About this exercise – Copy every item below verbatim, with no changes.
_ _ _ _ _
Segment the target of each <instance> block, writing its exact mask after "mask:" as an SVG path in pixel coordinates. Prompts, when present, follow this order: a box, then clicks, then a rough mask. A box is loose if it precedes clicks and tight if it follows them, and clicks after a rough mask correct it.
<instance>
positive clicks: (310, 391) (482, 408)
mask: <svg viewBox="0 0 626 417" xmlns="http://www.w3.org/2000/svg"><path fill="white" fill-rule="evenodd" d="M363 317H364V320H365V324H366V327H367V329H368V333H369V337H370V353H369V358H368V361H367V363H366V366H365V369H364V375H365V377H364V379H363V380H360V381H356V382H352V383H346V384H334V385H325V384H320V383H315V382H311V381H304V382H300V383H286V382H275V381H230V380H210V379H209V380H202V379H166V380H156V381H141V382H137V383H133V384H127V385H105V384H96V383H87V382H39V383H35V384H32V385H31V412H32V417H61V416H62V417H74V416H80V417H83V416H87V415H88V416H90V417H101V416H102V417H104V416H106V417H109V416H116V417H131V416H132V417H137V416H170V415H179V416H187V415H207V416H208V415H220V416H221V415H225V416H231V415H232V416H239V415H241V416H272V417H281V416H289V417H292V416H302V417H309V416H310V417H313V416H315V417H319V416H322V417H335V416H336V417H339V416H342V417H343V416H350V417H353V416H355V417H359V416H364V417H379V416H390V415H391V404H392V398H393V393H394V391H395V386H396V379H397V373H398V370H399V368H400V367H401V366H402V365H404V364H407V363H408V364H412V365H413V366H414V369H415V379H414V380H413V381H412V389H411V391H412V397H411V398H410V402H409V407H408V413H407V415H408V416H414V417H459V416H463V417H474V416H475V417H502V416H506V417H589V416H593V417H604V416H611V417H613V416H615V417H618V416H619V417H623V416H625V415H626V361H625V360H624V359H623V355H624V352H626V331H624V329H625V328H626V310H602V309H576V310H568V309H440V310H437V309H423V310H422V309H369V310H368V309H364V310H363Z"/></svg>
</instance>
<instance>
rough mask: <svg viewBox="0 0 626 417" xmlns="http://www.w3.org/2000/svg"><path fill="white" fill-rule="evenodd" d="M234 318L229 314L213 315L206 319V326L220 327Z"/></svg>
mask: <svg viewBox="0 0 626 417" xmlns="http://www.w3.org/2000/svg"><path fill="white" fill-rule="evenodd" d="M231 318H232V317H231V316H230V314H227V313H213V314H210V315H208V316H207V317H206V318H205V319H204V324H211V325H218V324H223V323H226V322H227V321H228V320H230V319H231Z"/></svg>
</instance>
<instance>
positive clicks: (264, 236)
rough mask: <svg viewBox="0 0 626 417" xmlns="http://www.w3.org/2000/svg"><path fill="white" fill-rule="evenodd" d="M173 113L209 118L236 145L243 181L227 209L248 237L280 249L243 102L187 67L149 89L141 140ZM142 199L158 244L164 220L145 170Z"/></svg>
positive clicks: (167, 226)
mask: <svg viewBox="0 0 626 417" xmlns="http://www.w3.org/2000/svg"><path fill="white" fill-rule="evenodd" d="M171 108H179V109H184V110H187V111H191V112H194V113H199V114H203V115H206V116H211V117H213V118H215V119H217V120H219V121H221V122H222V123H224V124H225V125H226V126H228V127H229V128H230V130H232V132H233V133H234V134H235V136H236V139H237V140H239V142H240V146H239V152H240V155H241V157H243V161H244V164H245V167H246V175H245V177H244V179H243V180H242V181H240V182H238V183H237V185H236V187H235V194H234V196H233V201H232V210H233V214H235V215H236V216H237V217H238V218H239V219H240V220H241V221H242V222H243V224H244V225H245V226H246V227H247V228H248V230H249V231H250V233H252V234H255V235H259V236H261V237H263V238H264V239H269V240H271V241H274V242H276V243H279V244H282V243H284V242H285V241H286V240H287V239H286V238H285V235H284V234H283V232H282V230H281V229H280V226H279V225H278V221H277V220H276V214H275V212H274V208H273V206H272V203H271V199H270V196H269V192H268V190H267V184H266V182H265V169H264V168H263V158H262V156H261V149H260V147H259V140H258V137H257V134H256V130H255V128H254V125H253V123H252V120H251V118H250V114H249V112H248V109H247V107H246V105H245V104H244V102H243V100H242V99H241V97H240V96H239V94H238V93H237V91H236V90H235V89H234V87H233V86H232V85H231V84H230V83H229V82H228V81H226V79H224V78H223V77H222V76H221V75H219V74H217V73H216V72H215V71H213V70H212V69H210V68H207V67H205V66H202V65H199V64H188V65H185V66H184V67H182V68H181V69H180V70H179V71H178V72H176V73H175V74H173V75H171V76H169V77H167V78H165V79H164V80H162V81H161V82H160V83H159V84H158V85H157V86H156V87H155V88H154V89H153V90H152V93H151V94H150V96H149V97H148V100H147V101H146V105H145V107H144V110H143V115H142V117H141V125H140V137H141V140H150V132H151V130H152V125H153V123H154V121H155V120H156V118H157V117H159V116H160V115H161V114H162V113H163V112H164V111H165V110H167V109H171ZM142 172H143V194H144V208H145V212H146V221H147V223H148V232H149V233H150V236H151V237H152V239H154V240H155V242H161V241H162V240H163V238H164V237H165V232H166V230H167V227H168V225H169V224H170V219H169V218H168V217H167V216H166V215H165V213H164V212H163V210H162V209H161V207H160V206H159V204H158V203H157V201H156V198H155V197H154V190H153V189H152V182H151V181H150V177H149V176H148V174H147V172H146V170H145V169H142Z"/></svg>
_ _ _ _ _
Solution to this task –
Segment the target of each <instance> block, writing its exact mask after "mask:" as an SVG path in pixel coordinates. Prompts, when present, follow this order: a box, then clicks, then a rough mask. A box is loose if it precedes clicks and tight if it follows them, and clicks after a rough mask correct it.
<instance>
positive clicks: (310, 391) (482, 408)
mask: <svg viewBox="0 0 626 417" xmlns="http://www.w3.org/2000/svg"><path fill="white" fill-rule="evenodd" d="M363 317H364V320H365V324H366V327H367V329H368V333H369V337H370V353H369V358H368V361H367V363H366V366H365V369H364V375H365V377H364V379H363V380H360V381H356V382H352V383H346V384H334V385H325V384H320V383H315V382H311V381H304V382H300V383H286V382H275V381H230V380H210V379H209V380H202V379H166V380H156V381H141V382H137V383H133V384H127V385H105V384H96V383H87V382H39V383H35V384H32V385H31V412H32V417H61V416H62V417H74V416H80V417H83V416H87V415H88V416H90V417H101V416H102V417H104V416H106V417H109V416H116V417H131V416H132V417H137V416H170V415H179V416H187V415H207V416H208V415H220V416H221V415H225V416H231V415H232V416H239V415H241V416H272V417H281V416H289V417H292V416H302V417H309V416H310V417H313V416H315V417H319V416H322V417H335V416H336V417H339V416H342V417H343V416H350V417H353V416H355V417H359V416H364V417H379V416H390V415H391V404H392V398H393V393H394V391H395V386H396V379H397V373H398V370H399V368H400V367H401V366H402V365H404V364H407V363H408V364H412V365H413V366H414V369H415V379H414V380H413V381H412V389H411V391H412V397H411V398H410V402H409V407H408V413H407V415H408V416H414V417H459V416H463V417H474V416H475V417H502V416H506V417H589V416H593V417H604V416H611V417H613V416H615V417H618V416H619V417H623V416H625V415H626V361H625V360H624V359H623V355H624V352H626V331H624V329H625V328H626V310H602V309H576V310H568V309H440V310H437V309H423V310H422V309H369V310H368V309H364V310H363Z"/></svg>
</instance>
<instance>
rough mask: <svg viewBox="0 0 626 417" xmlns="http://www.w3.org/2000/svg"><path fill="white" fill-rule="evenodd" d="M234 318L229 314L213 315L206 319V326L220 327Z"/></svg>
mask: <svg viewBox="0 0 626 417" xmlns="http://www.w3.org/2000/svg"><path fill="white" fill-rule="evenodd" d="M231 318H232V317H231V316H230V314H227V313H213V314H210V315H208V316H207V317H206V318H205V319H204V324H211V325H218V324H223V323H226V322H227V321H228V320H230V319H231Z"/></svg>
</instance>
<instance>
positive clicks: (264, 236)
rough mask: <svg viewBox="0 0 626 417" xmlns="http://www.w3.org/2000/svg"><path fill="white" fill-rule="evenodd" d="M173 113L209 118L236 145L243 181L227 209L248 237L280 249L243 102L187 67L149 89L141 140ZM142 199L158 244L164 220L145 170Z"/></svg>
positive clicks: (167, 226)
mask: <svg viewBox="0 0 626 417" xmlns="http://www.w3.org/2000/svg"><path fill="white" fill-rule="evenodd" d="M171 108H179V109H184V110H187V111H191V112H194V113H199V114H203V115H206V116H211V117H213V118H215V119H217V120H219V121H221V122H222V123H224V124H225V125H226V126H228V127H229V128H230V130H232V132H233V133H234V134H235V136H236V139H237V140H239V142H240V146H239V152H240V155H241V157H243V161H244V164H245V167H246V175H245V177H244V179H243V180H242V181H240V182H238V183H237V185H236V187H235V194H234V196H233V201H232V210H233V214H235V215H236V216H237V217H238V218H239V219H240V220H241V221H242V222H243V224H244V225H245V226H246V227H247V228H248V230H249V231H250V233H252V234H255V235H259V236H261V237H263V238H264V239H269V240H271V241H274V242H276V243H279V244H282V243H284V242H285V241H286V240H287V239H286V238H285V235H284V234H283V232H282V230H281V229H280V226H279V225H278V221H277V220H276V214H275V212H274V208H273V206H272V203H271V199H270V196H269V192H268V190H267V184H266V182H265V169H264V168H263V158H262V156H261V149H260V147H259V140H258V137H257V134H256V130H255V128H254V125H253V123H252V120H251V118H250V114H249V112H248V109H247V107H246V105H245V104H244V102H243V100H242V99H241V97H240V96H239V94H238V93H237V91H236V90H235V89H234V87H233V86H232V85H231V84H230V83H229V82H228V81H226V79H224V78H223V77H222V76H221V75H219V74H217V73H216V72H215V71H213V70H212V69H210V68H207V67H205V66H202V65H199V64H188V65H185V66H184V67H182V68H181V69H180V70H179V71H178V72H176V73H175V74H173V75H171V76H169V77H167V78H165V79H164V80H162V81H161V82H160V83H159V84H158V85H157V86H156V87H155V88H154V89H153V90H152V93H151V94H150V96H149V97H148V100H147V101H146V105H145V107H144V110H143V115H142V117H141V125H140V137H141V140H150V132H151V130H152V125H153V123H154V121H155V120H156V118H157V117H159V116H160V115H161V114H162V113H163V112H164V111H165V110H167V109H171ZM142 172H143V194H144V208H145V212H146V221H147V223H148V232H149V233H150V236H151V237H152V239H154V240H155V242H161V241H162V240H163V238H164V237H165V232H166V230H167V227H168V225H169V224H170V219H169V218H168V217H167V216H166V215H165V213H164V212H163V210H162V209H161V207H160V206H159V204H158V203H157V201H156V198H155V197H154V190H153V189H152V182H151V181H150V177H149V176H148V174H147V172H146V170H145V169H142Z"/></svg>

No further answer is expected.